:: PROMPT ::
Print the lines below from the line containing "Where can the bright" through the line containing "x=317, y=187", character for character.

:: AVAILABLE DATA ::
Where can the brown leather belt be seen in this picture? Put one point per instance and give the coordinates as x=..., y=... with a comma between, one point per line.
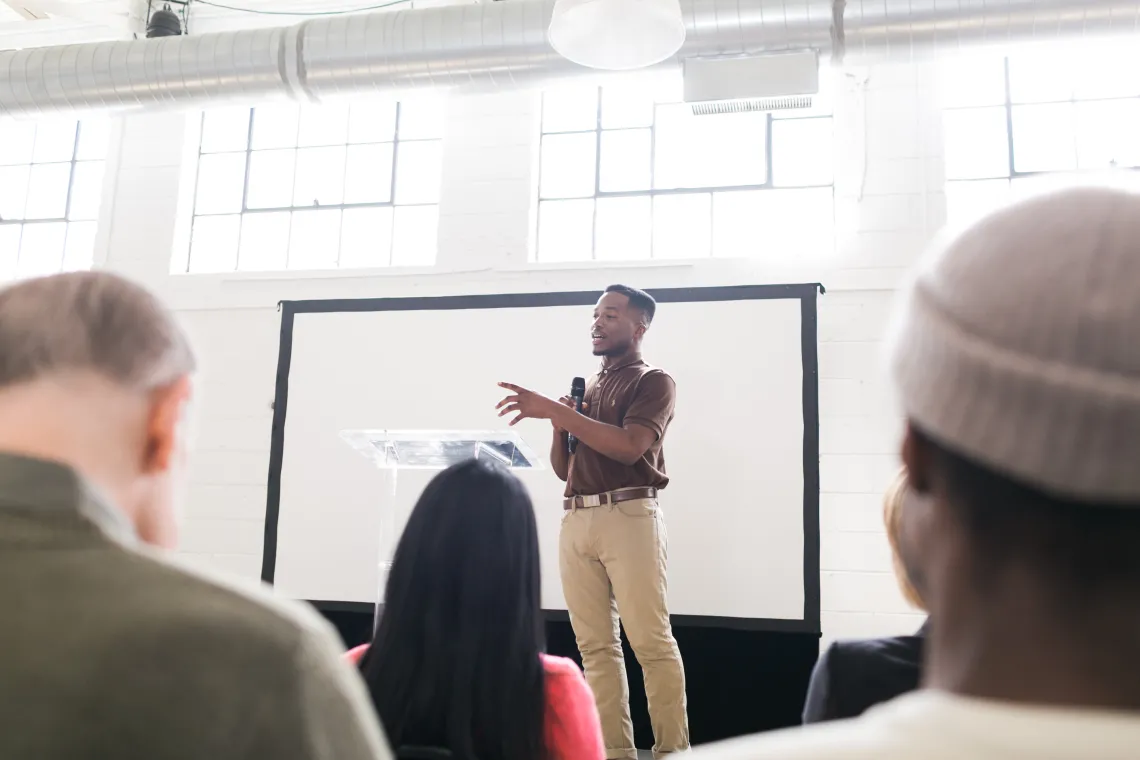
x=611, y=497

==

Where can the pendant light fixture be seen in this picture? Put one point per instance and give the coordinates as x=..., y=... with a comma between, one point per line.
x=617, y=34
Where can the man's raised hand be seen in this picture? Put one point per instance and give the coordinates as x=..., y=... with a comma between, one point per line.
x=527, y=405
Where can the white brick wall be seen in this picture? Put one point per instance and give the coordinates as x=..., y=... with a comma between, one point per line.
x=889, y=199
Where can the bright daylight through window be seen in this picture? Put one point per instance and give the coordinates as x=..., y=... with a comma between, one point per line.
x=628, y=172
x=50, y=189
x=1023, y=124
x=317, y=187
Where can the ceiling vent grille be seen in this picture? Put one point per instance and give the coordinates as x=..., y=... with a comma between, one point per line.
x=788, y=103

* * *

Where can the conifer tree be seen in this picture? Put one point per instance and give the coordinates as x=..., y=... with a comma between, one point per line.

:: EXPECTED ANSWER ::
Where can the bright daylight through window be seen in this picture? Put one point per instance and give the coordinates as x=..., y=... with a comma between, one point per line.
x=628, y=172
x=50, y=189
x=1023, y=124
x=317, y=187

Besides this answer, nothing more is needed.